# Required task:
Can you write out, word for word, the part of the Robie House restoration text that runs from "Installation of new" up to and including "for public use."?

# Selected excerpt:
■ ■ ■ ■

Over the decades, soot, dirt and pollutants had accumulated on the brick surfaces. The first step was to clean the masonry by applying a special poultice and allowing it to cure before washing it off. Next, masons ground out the old mortar between the bricks, using chisels and special saws. Many bricks were damaged due to non-original mortar applied over the course of the building's history. Moisture infiltrating clay bricks freezes and expands during freeze/thaw weather cycles, slightly altering the shape and size of the bricks. A brick can handle this stress as long as it does not meet with resistance by adjacent materials. When the bricks expanded against the non-original hard cement mortar, they met resistance, which made them crack or break. Bricks that were too severely damaged to be repaired were cut out of the wall so that they could be replaced with originals that had been stock piled on site. All masonry surfaces were repointed with a lime putty mortar, which replicates the composition, color and texture of the original mortar. Unlike hard cement mortar, lime mortar is the perfect complement to clay brick because it is soft enough to cushion the brick's stress. It was applied as Wright had specified: putty-colored, concave horizontal joints not only to accentuate the building's horizontal lines, but also to prevent rain water from pooling between the bricks; and brick-colored, flush vertical joints.
Chicago's winters had taken their toll on the sweeping porches. In the past, new layers of concrete were poured over previous layers to cover up the damage. Not only had large new cracks appeared, but the west porch floor was 5" higher than it had originally been. Note the shortened height of the lowest riser on the steps, due to the raised floor. The west porch was rebuilt with reinforced concrete to add structural support. Beneath the surface, a flexible tubing snowmelt system prevents the build-up of ice and snow dams. Other porches received new topping slabs with snowmelt systems. The cured concrete matches the color and texture of the original 1910 porches.
An inadequate foundation had damaged the garden wall running along the property's south border, causing it to lean to one side. It was dismantled brick by brick and reinstalled on a new foundation. Here the limestone cap is being removed.
Installation of new mechanical systems, including state-of-the-art temperature and humidity controls ensure a museum-quality interior environment. Interlocking aspirating fire detection and dry sprinkler systems protect the building. All internal electrical wiring was updated and new water service introduced to bring the building into compliance with today's codes for public use.
The new piping was concealed beneath floors, within walls, ceiling spaces and existing closets. Just how deluxe Mr. Robie's three-car garage was in its day came to light when the non-original floor was removed to install new heating and water pipes. Sunk into the ground, below floor level, was a small cavity with thick concrete walls - the original mechanic's pit that Robie had requested Wright to include in his design for the garage. The placement of the new pipes was altered to allow the pit to remain intact. Although the Robie House Bookshop is currently housed in the garage, restoration goals include historic interpretation of the garage space. This central set of garage doors was reconstructed based on historic photographs. Later, staff at the University of Chicago discovered a fragment of an original garage door in the attic of a university building. Two more sets of reproduction doors were created based on detailed measurements of the original. All three sets of garage doors are now fully operational. With time and funding, the center doors will be modified to match the originals. The garage art glass windows were in fragmentary condition when restoration began, and were conserved for installation. They continue the unified line of art glass on the south façade of the house.

■ ■ ■ ■

# Extracted information:
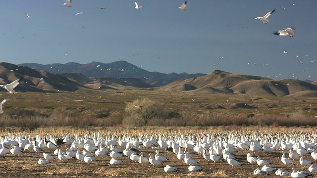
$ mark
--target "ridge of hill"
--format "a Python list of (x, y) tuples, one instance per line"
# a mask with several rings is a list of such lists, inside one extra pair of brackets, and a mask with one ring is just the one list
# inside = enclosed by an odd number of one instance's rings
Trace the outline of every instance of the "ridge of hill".
[(94, 61), (85, 64), (68, 62), (64, 64), (54, 63), (43, 65), (37, 63), (24, 63), (19, 65), (27, 66), (33, 69), (45, 70), (54, 74), (80, 73), (87, 77), (106, 77), (139, 79), (148, 85), (155, 87), (163, 86), (179, 79), (189, 79), (206, 75), (188, 74), (186, 73), (164, 74), (157, 72), (149, 72), (125, 61), (117, 61), (109, 63)]

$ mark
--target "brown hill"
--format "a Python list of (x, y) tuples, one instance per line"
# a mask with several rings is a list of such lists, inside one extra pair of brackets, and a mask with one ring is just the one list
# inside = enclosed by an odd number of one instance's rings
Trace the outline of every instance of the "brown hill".
[(44, 71), (37, 71), (27, 67), (0, 62), (0, 83), (9, 83), (22, 78), (17, 91), (43, 91), (61, 90), (74, 91), (80, 85), (67, 78)]
[(314, 97), (309, 96), (314, 96), (315, 92), (309, 91), (317, 91), (317, 86), (298, 80), (275, 81), (259, 76), (215, 70), (205, 76), (179, 80), (156, 89), (174, 91), (190, 90), (191, 92), (211, 93), (246, 94), (254, 96), (286, 96), (290, 94), (295, 96), (298, 94)]
[[(233, 93), (230, 88), (244, 81), (270, 80), (266, 78), (247, 75), (238, 75), (216, 70), (213, 72), (200, 77), (179, 80), (158, 88), (158, 90), (182, 91), (195, 90), (197, 91)], [(187, 87), (185, 87), (187, 86)], [(191, 87), (189, 87), (191, 86)]]

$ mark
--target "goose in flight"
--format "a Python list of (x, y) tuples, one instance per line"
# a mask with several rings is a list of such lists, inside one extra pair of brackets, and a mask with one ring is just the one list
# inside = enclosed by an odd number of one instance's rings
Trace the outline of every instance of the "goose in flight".
[(2, 109), (2, 105), (5, 102), (7, 101), (6, 99), (4, 99), (2, 101), (1, 101), (1, 103), (0, 104), (0, 114), (3, 113), (3, 110)]
[(179, 9), (181, 10), (186, 10), (185, 8), (186, 7), (187, 4), (187, 1), (185, 0), (185, 2), (184, 2), (184, 3), (182, 4), (182, 5), (178, 6), (178, 8), (179, 8)]
[(137, 3), (137, 2), (134, 2), (134, 3), (135, 3), (135, 7), (134, 7), (134, 8), (135, 8), (136, 9), (138, 9), (139, 8), (143, 7), (143, 6), (139, 6), (139, 5), (138, 5), (138, 3)]
[(283, 30), (279, 30), (274, 32), (273, 34), (275, 35), (286, 36), (289, 35), (290, 37), (294, 36), (294, 28), (286, 28)]
[(0, 87), (2, 87), (6, 89), (9, 91), (9, 93), (13, 94), (15, 92), (13, 89), (20, 84), (20, 80), (21, 80), (21, 78), (16, 79), (8, 84), (0, 85)]
[(30, 14), (29, 14), (28, 13), (25, 13), (25, 15), (26, 15), (26, 17), (27, 18), (31, 17), (31, 15), (30, 15)]
[(71, 7), (72, 6), (70, 5), (70, 3), (71, 2), (72, 0), (66, 0), (66, 2), (64, 2), (62, 5), (65, 6), (66, 7)]
[(261, 20), (262, 21), (262, 22), (263, 22), (263, 23), (267, 24), (269, 21), (269, 20), (267, 19), (267, 18), (268, 18), (268, 17), (269, 17), (269, 16), (271, 15), (271, 14), (273, 13), (273, 12), (274, 12), (275, 11), (275, 9), (274, 9), (274, 10), (267, 12), (263, 17), (258, 17), (255, 18), (254, 19)]

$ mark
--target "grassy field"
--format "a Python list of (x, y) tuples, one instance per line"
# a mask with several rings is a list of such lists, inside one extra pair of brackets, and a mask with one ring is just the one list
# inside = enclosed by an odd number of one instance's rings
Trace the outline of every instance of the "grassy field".
[[(41, 122), (47, 126), (52, 126), (52, 123), (76, 127), (119, 126), (125, 116), (127, 103), (143, 97), (163, 104), (166, 116), (162, 116), (164, 122), (160, 122), (163, 123), (161, 126), (179, 126), (177, 122), (178, 118), (168, 116), (182, 112), (189, 113), (187, 119), (194, 121), (189, 122), (189, 126), (197, 123), (200, 123), (198, 126), (213, 125), (216, 121), (212, 120), (219, 118), (228, 120), (225, 121), (227, 123), (220, 123), (220, 125), (271, 125), (274, 120), (293, 116), (302, 122), (295, 122), (294, 126), (306, 126), (309, 125), (307, 123), (317, 125), (317, 123), (313, 122), (314, 117), (317, 116), (316, 98), (207, 93), (198, 94), (190, 91), (168, 92), (127, 87), (105, 90), (81, 89), (75, 92), (25, 92), (14, 96), (1, 92), (0, 96), (10, 99), (4, 105), (4, 113), (0, 116), (0, 122), (5, 126), (14, 125), (12, 123), (15, 121), (11, 120), (15, 116), (31, 120), (48, 118), (51, 121), (42, 119)], [(33, 118), (36, 116), (38, 119)], [(202, 118), (210, 120), (201, 121)], [(271, 120), (264, 122), (269, 119)], [(264, 121), (259, 122), (258, 120)], [(17, 124), (14, 124), (16, 126)]]

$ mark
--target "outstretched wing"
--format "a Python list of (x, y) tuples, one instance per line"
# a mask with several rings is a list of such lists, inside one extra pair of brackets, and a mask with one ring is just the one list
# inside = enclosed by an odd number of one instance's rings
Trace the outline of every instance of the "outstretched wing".
[(274, 9), (274, 10), (267, 12), (267, 13), (266, 13), (264, 16), (263, 16), (263, 18), (267, 18), (268, 17), (269, 17), (270, 15), (271, 15), (272, 13), (273, 13), (273, 12), (275, 12), (275, 9)]

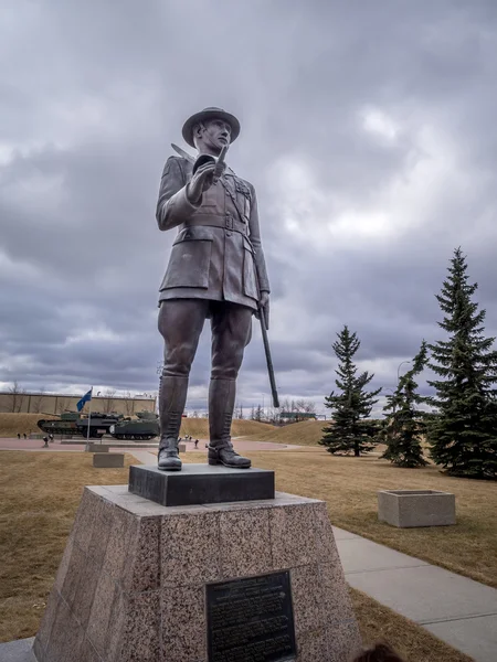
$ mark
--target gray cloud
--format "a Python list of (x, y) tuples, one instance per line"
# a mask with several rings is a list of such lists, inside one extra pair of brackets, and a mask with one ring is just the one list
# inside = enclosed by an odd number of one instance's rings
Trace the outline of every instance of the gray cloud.
[[(0, 385), (152, 391), (173, 233), (169, 143), (208, 105), (242, 121), (282, 395), (334, 387), (347, 323), (373, 385), (422, 338), (455, 246), (497, 334), (491, 0), (7, 2), (0, 34)], [(209, 329), (191, 376), (202, 408)], [(257, 329), (239, 384), (269, 401)]]

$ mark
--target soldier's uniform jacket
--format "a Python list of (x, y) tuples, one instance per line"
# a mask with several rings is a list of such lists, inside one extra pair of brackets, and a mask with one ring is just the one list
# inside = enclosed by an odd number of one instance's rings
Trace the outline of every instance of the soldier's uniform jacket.
[[(160, 285), (163, 299), (231, 301), (256, 310), (258, 291), (269, 291), (261, 246), (255, 190), (226, 168), (222, 178), (192, 205), (186, 195), (192, 164), (179, 157), (166, 162), (157, 203), (159, 229), (178, 227)], [(256, 269), (256, 274), (255, 274)]]

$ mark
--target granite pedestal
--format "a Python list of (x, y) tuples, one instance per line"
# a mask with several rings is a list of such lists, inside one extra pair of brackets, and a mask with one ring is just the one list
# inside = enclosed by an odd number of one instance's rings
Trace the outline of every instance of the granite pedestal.
[(84, 490), (34, 653), (345, 662), (359, 645), (325, 502), (167, 508), (113, 485)]
[(436, 490), (378, 492), (378, 519), (400, 528), (456, 523), (455, 495)]
[(274, 499), (274, 471), (183, 465), (181, 471), (131, 465), (129, 491), (161, 505), (194, 505)]

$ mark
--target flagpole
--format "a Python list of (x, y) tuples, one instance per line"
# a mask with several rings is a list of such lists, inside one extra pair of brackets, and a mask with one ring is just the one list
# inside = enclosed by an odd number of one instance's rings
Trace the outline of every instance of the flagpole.
[(93, 401), (93, 386), (89, 389), (89, 403), (88, 403), (88, 429), (86, 430), (86, 450), (89, 450), (89, 421), (92, 418), (92, 401)]

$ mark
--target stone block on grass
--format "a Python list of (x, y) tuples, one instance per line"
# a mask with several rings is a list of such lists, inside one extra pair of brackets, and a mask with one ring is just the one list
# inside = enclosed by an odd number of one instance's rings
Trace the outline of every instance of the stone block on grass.
[(124, 467), (124, 452), (96, 452), (93, 456), (93, 466), (99, 469)]
[(378, 492), (378, 519), (399, 528), (450, 526), (456, 523), (455, 496), (436, 490)]

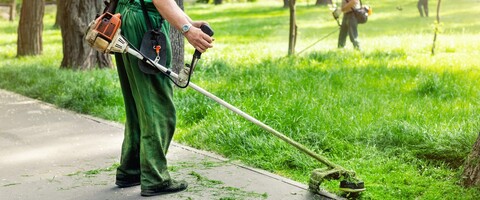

■ ■ ■ ■

# Finished answer:
Installation of new mechanical systems, including state-of-the-art temperature and humidity controls ensure a museum-quality interior environment. Interlocking aspirating fire detection and dry sprinkler systems protect the building. All internal electrical wiring was updated and new water service introduced to bring the building into compliance with today's codes for public use.